═══ Page extract ═══

The paper gives new numbers on LLM performance for full reproducibility checks: 80% qualitative agreement with originals on 169 studies, 24% effect-size recovery within ±0.05 Cohen's d, and similar rates to human reanalysts on a smaller subset. That head-to-head benchmark against both originals and humans is the concrete addition.

It is useful to see the pipeline run end-to-end on real published claims and to get the failure count (11 studies) plus the human comparison. The authors are clear that this is meant as a screen, not a replacement.

The soft spot is the study set itself. The abstract says only that the 180 papers have "predefined claims"; there is no sampling frame, exclusion criteria, or description of how ambiguous or complex analyses were handled. If the collection was filtered toward papers with clean, extractable results, the 80% and 24% figures do not tell us what would happen on a typical social-science paper. That selection step is load-bearing for the claim that LLMs can serve as a scalable audit tool.

Details on the specific LLM, prompting, effect-size extraction rules, and missing-data handling are also missing from the abstract, which makes it hard to judge how much of the result is method versus model.

This is worth referee time for anyone working on reproducibility infrastructure. Readers who need a documented benchmark on a defined set of studies will get something from it; readers hoping for evidence that LLMs are ready for routine use across the field will not. I would send it to review with a request for the selection protocol and full pipeline description.

Referee Report

2 major / 1 minor

Summary. The paper claims that large language models can automate reproducibility assessments for empirical studies in the social and behavioral sciences. On a set of N=180 published studies with predefined claims, an LLM pipeline produced viable effect-size estimates for 169 studies and matched the original study's qualitative conclusion in 80% of those cases while recovering the original effect size (within ±0.05 Cohen's d) in 24%. In a human-reanalysis subset the LLM matched originals at 95% (vs. 83% for humans) and recovered effect sizes at 40% (vs. 28% for humans). The authors conclude that LLMs can serve as a scalable screening tool to support systematic audits rather than substitute for expert judgment.

Significance. If the performance numbers generalize beyond the tested sample and the pipeline details are made reproducible, the work would demonstrate a practical, low-cost method for large-scale reproducibility screening. The direct empirical comparison to both original claims and human reanalyses is a strength, as is the explicit framing that LLMs are not a full substitute. The absence of selection criteria and implementation details, however, prevents a firm assessment of how far the result can be extrapolated to typical papers in the field.

major comments (2)

[Methods] Methods (or equivalent section describing the LLM pipeline): the manuscript supplies no information on the specific LLM used, the prompting strategy, the procedure for extracting effect sizes from text or code, or how missing data and non-viable outputs were handled. These omissions make the reported 80% qualitative agreement and 24% effect-size recovery rates impossible to evaluate or replicate, directly undermining the central performance claims.

═══

● **Your task**
In the referee report above, in what share of cases did the LLM match the original studies' qualitative conclusions in the human-reanalysis subset?

═══ Dataset ═══

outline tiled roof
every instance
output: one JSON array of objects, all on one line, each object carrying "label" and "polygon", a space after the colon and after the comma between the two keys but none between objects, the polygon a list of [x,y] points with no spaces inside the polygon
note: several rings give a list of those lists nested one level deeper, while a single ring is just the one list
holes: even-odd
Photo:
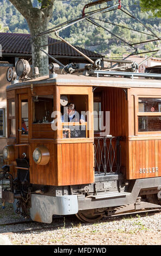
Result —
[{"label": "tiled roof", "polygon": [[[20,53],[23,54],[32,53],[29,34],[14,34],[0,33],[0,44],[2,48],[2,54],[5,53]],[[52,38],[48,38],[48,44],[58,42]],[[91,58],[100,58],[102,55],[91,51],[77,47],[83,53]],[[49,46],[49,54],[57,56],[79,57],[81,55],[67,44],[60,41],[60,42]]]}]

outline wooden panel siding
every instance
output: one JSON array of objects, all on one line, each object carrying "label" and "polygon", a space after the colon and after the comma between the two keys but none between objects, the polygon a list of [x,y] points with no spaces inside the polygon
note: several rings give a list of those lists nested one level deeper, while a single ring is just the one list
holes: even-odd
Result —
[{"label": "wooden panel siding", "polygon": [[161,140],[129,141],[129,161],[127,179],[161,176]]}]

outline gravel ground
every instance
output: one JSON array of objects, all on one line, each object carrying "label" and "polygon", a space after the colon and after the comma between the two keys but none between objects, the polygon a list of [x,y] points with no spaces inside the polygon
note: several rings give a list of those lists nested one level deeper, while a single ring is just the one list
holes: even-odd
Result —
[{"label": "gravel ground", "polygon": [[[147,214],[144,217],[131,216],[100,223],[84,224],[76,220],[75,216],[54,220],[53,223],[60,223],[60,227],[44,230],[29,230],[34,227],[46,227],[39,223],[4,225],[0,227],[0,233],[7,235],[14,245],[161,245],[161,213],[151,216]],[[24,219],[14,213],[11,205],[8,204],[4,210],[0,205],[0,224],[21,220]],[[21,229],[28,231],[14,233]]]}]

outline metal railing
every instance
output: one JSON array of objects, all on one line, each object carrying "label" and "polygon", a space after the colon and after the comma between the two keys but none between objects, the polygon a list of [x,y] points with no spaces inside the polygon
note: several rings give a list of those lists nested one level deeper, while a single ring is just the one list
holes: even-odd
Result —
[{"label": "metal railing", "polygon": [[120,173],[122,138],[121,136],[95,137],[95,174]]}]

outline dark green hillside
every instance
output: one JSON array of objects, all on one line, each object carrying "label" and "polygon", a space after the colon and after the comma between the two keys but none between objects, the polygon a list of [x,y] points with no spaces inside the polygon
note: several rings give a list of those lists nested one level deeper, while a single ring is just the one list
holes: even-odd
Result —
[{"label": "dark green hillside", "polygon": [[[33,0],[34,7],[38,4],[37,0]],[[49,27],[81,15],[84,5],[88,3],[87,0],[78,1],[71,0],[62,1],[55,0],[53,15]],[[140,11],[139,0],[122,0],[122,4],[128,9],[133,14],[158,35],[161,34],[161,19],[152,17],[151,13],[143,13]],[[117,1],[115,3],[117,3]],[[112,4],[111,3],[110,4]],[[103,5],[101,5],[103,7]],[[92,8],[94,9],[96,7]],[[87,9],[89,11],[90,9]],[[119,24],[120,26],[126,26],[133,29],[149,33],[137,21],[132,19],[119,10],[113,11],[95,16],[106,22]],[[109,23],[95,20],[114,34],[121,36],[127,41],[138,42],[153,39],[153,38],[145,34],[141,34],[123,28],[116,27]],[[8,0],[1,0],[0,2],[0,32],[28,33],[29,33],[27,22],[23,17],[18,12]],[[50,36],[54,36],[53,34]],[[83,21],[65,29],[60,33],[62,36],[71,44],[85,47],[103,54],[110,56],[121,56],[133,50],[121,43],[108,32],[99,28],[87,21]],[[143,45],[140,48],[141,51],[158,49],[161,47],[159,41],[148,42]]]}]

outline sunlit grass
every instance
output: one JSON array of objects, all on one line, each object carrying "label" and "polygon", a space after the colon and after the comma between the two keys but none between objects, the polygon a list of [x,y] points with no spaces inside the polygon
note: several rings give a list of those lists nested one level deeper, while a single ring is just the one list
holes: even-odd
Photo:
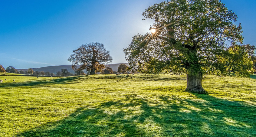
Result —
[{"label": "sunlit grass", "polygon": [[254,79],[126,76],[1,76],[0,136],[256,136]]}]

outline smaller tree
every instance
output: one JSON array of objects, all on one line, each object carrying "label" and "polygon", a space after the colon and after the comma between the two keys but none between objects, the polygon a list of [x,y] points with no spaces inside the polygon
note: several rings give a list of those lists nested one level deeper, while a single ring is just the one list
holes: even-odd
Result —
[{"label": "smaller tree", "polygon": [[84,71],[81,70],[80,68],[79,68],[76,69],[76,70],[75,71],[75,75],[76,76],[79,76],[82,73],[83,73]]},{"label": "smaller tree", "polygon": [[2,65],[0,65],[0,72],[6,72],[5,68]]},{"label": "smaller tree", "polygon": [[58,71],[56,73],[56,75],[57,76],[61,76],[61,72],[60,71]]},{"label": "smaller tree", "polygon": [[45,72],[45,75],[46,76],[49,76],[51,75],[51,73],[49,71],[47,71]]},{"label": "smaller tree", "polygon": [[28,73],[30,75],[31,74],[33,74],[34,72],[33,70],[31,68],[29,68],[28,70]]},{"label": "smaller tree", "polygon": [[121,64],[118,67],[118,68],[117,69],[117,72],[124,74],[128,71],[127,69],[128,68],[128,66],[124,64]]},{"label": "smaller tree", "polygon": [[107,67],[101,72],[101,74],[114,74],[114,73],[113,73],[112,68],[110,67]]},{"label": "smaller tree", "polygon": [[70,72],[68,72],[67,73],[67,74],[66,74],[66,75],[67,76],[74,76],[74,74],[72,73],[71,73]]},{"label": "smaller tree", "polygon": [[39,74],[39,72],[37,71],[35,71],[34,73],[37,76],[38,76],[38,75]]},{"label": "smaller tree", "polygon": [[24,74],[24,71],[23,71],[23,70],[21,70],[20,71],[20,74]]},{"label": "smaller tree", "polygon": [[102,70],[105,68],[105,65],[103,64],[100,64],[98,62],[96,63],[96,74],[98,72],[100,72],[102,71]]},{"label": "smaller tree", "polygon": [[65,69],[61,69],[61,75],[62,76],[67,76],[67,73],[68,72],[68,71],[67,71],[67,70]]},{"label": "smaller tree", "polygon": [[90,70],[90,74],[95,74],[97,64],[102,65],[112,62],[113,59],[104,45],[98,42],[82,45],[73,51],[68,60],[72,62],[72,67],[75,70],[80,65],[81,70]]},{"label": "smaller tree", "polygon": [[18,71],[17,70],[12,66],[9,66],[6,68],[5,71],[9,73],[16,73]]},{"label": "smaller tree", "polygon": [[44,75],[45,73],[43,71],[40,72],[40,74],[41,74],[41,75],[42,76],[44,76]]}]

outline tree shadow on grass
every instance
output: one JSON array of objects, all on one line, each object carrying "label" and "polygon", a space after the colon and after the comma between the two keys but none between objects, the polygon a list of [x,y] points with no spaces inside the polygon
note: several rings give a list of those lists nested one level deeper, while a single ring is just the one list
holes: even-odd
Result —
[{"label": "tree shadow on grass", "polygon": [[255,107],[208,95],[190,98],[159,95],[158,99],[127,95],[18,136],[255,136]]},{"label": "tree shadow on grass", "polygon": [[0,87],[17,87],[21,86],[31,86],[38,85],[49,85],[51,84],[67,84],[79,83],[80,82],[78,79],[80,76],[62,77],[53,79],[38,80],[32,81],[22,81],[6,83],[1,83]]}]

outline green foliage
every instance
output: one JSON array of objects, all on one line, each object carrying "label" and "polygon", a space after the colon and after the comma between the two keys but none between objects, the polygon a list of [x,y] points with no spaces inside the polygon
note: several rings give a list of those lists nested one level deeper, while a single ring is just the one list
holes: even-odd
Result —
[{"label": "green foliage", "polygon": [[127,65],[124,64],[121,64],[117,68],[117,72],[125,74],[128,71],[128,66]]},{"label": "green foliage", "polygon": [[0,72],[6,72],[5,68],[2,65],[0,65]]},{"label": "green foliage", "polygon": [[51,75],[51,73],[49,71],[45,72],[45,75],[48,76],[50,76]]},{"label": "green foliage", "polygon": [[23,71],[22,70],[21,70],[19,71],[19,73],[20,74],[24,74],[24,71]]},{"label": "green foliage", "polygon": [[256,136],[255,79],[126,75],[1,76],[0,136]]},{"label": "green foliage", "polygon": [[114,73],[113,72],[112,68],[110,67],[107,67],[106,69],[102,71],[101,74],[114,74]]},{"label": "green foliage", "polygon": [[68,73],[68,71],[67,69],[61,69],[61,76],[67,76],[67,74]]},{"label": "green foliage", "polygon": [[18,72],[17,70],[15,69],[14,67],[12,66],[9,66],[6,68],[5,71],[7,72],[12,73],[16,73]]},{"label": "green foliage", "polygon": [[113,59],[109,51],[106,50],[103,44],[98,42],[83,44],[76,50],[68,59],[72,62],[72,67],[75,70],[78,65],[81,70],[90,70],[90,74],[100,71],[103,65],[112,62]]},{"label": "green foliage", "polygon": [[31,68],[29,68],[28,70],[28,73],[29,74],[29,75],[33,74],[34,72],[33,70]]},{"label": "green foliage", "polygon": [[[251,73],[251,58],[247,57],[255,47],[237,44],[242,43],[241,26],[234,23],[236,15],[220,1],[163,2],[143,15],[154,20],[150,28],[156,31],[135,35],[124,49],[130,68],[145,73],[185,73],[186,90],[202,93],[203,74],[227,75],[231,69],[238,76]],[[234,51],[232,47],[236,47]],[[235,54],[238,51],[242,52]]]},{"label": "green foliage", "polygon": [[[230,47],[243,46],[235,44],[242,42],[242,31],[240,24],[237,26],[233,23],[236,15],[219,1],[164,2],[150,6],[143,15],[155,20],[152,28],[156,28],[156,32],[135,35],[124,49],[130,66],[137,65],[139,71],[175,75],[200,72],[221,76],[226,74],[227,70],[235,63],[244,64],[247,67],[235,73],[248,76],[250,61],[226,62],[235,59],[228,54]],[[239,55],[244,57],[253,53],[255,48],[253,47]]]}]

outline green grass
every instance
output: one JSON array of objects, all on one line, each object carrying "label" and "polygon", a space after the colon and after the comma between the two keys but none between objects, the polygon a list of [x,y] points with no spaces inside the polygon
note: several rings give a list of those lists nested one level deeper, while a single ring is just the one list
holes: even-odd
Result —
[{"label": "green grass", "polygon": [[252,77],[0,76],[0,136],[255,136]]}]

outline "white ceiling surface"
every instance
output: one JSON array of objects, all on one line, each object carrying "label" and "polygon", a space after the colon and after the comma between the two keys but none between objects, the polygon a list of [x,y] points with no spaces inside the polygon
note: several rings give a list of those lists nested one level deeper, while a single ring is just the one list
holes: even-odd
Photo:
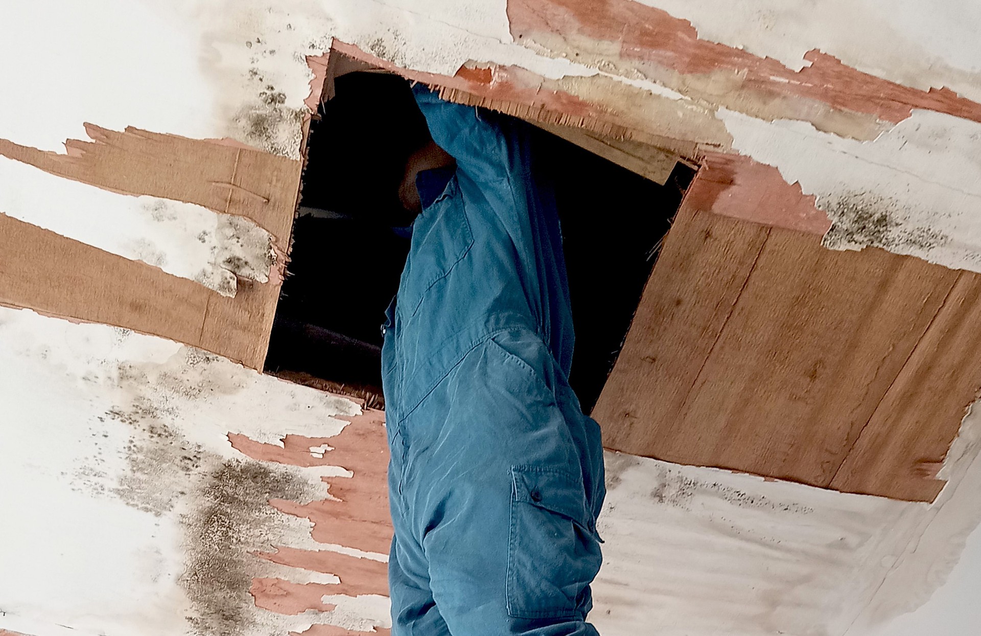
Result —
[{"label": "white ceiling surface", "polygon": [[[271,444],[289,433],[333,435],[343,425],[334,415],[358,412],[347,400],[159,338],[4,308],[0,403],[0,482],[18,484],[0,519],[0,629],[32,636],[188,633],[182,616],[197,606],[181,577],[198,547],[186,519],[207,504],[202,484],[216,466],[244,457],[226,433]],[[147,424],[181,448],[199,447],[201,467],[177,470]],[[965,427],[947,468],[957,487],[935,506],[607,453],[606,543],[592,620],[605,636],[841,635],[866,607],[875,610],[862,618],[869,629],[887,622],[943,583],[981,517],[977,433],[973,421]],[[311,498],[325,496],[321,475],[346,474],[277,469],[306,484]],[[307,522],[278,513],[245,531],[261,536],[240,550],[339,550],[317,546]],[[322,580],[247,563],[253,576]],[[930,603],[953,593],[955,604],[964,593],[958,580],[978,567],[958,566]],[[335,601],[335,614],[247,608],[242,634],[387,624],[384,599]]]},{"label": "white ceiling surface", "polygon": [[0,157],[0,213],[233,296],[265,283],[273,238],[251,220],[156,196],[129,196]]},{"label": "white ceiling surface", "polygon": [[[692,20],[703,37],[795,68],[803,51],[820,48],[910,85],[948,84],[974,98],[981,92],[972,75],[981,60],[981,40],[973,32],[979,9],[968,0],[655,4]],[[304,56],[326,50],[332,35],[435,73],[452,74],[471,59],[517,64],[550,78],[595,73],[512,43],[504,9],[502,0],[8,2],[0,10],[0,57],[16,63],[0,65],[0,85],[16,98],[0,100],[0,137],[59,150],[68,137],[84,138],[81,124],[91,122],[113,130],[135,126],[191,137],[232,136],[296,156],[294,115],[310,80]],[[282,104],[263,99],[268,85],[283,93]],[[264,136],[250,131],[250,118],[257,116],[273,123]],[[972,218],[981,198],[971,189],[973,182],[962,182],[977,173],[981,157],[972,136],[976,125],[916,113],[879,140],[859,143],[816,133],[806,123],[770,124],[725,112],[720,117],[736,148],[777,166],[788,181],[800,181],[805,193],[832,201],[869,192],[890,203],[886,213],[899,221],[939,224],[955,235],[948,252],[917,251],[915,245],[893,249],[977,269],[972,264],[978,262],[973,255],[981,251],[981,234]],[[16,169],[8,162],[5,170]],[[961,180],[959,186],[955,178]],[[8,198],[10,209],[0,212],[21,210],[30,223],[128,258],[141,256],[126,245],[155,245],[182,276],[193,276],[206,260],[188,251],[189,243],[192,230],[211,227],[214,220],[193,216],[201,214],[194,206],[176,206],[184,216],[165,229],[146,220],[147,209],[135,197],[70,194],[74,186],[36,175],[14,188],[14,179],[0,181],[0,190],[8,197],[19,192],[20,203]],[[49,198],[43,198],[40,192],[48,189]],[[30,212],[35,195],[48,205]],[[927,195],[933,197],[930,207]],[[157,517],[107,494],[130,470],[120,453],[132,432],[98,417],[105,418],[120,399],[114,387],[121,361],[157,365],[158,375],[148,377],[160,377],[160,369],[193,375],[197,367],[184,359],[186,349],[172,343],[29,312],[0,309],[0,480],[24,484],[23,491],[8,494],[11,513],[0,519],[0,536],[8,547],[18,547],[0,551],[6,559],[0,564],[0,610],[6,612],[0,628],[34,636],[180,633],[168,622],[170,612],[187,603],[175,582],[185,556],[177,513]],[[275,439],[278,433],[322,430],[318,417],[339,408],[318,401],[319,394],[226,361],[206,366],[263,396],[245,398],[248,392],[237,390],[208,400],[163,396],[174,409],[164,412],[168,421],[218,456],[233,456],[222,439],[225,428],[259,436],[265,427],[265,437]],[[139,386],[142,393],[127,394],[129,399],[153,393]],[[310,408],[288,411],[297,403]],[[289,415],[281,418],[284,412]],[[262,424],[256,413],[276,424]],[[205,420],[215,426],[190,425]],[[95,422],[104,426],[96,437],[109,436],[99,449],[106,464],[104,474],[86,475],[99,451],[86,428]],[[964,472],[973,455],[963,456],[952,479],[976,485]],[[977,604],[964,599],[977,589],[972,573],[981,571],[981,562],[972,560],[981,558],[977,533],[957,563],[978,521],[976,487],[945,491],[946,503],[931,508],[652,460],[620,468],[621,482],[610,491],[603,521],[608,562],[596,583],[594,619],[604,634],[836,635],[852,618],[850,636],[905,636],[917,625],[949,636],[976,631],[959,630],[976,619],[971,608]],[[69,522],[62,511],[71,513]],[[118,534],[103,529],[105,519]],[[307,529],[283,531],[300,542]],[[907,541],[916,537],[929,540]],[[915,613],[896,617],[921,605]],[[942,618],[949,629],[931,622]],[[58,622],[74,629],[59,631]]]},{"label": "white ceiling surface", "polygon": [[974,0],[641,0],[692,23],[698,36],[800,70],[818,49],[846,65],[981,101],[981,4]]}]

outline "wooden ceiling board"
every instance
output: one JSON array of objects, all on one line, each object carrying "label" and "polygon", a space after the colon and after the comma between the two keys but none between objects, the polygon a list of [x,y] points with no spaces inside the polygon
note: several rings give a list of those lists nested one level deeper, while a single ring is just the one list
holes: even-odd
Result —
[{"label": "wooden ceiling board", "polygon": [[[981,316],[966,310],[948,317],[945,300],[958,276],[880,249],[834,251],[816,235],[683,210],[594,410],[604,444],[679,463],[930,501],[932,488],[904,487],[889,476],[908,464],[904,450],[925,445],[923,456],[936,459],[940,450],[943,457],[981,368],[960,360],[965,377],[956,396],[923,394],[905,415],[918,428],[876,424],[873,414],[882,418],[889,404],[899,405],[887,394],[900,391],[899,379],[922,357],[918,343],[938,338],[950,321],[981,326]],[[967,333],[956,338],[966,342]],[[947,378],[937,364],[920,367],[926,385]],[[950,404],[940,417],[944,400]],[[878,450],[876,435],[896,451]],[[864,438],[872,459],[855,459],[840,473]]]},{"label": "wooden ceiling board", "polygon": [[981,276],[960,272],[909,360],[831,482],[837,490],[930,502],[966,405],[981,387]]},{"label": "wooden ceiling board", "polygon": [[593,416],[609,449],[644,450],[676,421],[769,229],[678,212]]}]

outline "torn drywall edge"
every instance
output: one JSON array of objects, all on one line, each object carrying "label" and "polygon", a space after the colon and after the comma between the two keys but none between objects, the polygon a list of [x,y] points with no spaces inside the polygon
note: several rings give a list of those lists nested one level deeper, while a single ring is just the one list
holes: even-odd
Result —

═══

● **Result of the task**
95%